- **What is asked**:
Copy, word for word, the passage of the forum comments starting with "posted by rtha" and going on through "the different profiles/responses.".
--- START Source document ---
I'm torn; I feel both the way serazin does, and also the way restless_nomad does. I love seeing appreciative pictures of women like me, and I'm also sort of uncomfortable with the author's objectification, although it's certainly well-intentioned. I think, if she walked up to me on the street, I'd probably say yes, you can take my picture.

I also relate to the community (the lgbt one, the genderqueer one, the butch/femme one - pick one or more) differently now than I did 20 years ago. It's partly that I'm older, and partly that I live in San Francisco, where butches don't generally give each other "the nod" as they pass on the street because (I think) we don't need to - we are acknowledged and visible in ways we didn't use to be. When I lived in DC in the 90s - a city full of semi-closeted/discreet/out-only-to-people-in-the-know queers of all stripes - making eye contact with another butch and giving each other the nod was sweet, a momentary shedding of the cloak of invisibility.
posted by rtha at 8:26 AM on September 16, 2011 [6 favorites]


I liked it (and am appreciating the discussion here). Number 6 is worth the whole site. A few thoughts (from someone who is femme-ish and partnered with a person who is butch-ish):

I found it fun to look at a series of pictures of butch women. I don't think that means I'm fetishizing, but I could be wrong. The experience made me smile. And I wanted to experience seeing way more pictures, like 100+, to see what that would be like. I liked the idea of a collage of butch-ness, and I would be interested to read the different profiles/responses.

I tried to imagine my sweetie being approached. I think she would say, in response to the "Do you identify as butch?" "Uh, sometimes, for lack of a better word ..." I think she would decline to be photographed. And maybe she'd even be a little put off at first, like "why are you doing this," but she would come home and tell me about it, and we'd look at the site, so that would in a way be part of the project/experience. (Okay, that's a long imagining, and from a non-butch person.)

Sometimes when people say things like this -- the butch/femme dichotomy feels, to me, confining, unrealistic, and usually pretty seriously heteronormative -- I feel self-conscious or that my relationship is being judged. I don't know exactly what my reaction means -- it could be I'm mis-hearing what is meant, or being sensitive in some strange way. But it seems as though people forget that there are real people who live under and around these words, not just concepts. (And I am a person who probably agrees in some or lots of ways with the critique of butch/femme.)
--- END Source document ---
--- START Collected material ---
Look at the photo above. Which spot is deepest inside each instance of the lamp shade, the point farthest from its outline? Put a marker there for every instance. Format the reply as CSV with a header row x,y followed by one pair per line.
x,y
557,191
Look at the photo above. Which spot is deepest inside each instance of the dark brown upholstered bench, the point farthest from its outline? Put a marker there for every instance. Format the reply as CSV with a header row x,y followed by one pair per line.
--- END Collected material ---
- **Answer to the problem**:
posted by rtha at 8:26 AM on September 16, 2011 [6 favorites]


I liked it (and am appreciating the discussion here). Number 6 is worth the whole site. A few thoughts (from someone who is femme-ish and partnered with a person who is butch-ish):

I found it fun to look at a series of pictures of butch women. I don't think that means I'm fetishizing, but I could be wrong. The experience made me smile. And I wanted to experience seeing way more pictures, like 100+, to see what that would be like. I liked the idea of a collage of butch-ness, and I would be interested to read the different profiles/responses.